■ **Stated exercise**
Please copy the lines from the one containing "the blurred background" through the end of the material, swapping "blurred background" for "out-of-focus background" and leaving everything else unchanged.

■ **Material shown**
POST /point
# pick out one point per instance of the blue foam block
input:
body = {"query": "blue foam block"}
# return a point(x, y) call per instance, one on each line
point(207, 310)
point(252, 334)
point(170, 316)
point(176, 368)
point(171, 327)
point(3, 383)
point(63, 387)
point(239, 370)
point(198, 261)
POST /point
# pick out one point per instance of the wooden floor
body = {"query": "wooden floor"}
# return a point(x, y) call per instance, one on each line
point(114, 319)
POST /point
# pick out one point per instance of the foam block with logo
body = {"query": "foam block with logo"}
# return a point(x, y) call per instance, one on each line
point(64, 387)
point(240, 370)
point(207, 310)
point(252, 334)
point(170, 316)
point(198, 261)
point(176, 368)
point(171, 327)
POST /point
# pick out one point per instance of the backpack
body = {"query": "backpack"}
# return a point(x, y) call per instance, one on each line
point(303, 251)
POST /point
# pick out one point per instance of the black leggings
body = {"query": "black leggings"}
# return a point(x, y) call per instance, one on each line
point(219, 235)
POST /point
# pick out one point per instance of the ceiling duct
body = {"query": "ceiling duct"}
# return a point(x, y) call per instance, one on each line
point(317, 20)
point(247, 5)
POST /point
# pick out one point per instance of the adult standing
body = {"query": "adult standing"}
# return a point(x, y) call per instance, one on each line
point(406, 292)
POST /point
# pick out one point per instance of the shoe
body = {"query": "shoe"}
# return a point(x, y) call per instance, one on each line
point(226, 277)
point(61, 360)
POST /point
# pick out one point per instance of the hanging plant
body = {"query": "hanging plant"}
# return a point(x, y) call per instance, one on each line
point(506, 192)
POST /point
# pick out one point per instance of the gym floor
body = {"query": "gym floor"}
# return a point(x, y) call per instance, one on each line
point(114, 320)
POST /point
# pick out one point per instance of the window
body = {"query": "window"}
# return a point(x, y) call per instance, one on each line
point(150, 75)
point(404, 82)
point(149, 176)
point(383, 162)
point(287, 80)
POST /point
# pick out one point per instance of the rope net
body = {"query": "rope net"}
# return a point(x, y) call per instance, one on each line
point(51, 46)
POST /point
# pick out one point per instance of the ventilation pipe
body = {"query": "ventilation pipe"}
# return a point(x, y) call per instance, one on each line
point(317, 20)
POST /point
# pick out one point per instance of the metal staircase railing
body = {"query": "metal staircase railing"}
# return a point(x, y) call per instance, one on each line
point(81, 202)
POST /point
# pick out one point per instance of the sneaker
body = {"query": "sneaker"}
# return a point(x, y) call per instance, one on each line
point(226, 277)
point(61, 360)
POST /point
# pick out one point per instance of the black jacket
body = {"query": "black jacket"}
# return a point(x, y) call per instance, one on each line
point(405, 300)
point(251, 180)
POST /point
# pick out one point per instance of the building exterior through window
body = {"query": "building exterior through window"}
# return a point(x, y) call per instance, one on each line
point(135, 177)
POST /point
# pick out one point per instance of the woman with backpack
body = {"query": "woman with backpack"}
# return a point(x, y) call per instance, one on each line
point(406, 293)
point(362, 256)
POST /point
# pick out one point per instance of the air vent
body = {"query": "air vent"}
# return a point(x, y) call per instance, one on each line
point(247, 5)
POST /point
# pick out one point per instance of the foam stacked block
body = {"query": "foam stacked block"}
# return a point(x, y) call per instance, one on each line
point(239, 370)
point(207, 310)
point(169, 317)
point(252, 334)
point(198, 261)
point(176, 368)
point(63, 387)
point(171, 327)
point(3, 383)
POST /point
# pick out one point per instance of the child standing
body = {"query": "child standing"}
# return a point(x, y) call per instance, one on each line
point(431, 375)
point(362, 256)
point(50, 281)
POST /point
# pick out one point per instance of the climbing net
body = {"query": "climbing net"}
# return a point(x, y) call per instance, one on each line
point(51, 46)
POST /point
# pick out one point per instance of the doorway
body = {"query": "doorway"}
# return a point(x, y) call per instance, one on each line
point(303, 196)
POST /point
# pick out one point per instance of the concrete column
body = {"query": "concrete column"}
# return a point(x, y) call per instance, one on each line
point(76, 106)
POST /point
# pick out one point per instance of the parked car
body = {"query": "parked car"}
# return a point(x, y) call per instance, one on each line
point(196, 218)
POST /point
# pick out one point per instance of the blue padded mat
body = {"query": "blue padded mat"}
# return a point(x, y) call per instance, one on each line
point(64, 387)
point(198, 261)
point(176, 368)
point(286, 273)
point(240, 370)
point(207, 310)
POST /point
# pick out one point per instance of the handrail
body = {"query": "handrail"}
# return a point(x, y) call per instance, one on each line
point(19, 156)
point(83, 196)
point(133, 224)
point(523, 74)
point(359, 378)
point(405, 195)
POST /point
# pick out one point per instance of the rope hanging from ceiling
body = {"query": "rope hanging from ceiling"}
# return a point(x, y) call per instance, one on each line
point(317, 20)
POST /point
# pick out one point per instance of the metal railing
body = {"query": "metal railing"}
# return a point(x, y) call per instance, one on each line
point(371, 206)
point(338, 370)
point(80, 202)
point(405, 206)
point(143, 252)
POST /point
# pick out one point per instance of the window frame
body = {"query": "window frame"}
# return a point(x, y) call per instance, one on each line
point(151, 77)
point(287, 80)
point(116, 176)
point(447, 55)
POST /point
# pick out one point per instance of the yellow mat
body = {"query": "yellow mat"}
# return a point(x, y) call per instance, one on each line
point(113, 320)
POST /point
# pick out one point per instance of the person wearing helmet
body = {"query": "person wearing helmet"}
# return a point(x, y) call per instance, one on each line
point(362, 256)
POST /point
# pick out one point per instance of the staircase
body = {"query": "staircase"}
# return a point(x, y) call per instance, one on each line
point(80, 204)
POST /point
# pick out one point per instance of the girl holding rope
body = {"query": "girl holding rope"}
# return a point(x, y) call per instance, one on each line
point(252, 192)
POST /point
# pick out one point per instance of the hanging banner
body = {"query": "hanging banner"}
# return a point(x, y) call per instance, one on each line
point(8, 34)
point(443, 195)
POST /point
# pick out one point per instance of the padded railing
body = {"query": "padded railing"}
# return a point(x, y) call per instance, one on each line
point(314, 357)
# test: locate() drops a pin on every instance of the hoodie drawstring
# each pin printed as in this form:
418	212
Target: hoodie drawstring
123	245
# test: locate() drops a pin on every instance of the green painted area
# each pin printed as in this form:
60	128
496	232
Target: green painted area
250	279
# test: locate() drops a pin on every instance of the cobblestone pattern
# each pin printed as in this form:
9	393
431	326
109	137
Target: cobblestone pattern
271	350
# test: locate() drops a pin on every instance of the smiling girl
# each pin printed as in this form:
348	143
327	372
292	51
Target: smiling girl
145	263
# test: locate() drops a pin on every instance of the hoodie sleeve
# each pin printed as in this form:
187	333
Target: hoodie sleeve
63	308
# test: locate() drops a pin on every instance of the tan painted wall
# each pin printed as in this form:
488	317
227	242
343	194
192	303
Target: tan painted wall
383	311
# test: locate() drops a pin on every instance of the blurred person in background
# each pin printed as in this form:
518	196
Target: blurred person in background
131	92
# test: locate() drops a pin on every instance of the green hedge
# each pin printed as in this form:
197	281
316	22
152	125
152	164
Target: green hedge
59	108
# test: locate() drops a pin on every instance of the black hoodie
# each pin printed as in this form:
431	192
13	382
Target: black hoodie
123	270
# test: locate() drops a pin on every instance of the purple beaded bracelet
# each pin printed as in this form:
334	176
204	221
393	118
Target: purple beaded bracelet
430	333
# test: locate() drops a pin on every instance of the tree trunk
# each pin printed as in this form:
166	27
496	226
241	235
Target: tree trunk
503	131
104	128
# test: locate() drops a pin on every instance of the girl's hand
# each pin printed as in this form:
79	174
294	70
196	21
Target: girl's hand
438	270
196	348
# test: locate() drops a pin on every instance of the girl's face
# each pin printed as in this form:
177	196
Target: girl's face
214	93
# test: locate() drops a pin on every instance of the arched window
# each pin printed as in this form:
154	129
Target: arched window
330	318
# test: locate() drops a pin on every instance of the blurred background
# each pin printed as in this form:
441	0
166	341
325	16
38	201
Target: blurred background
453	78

■ **Full output**
# test: locate() drops a pin on every instance of the out-of-focus background
# each pin printed as in this form:
441	0
166	341
325	16
38	201
Target: out-of-focus background
453	78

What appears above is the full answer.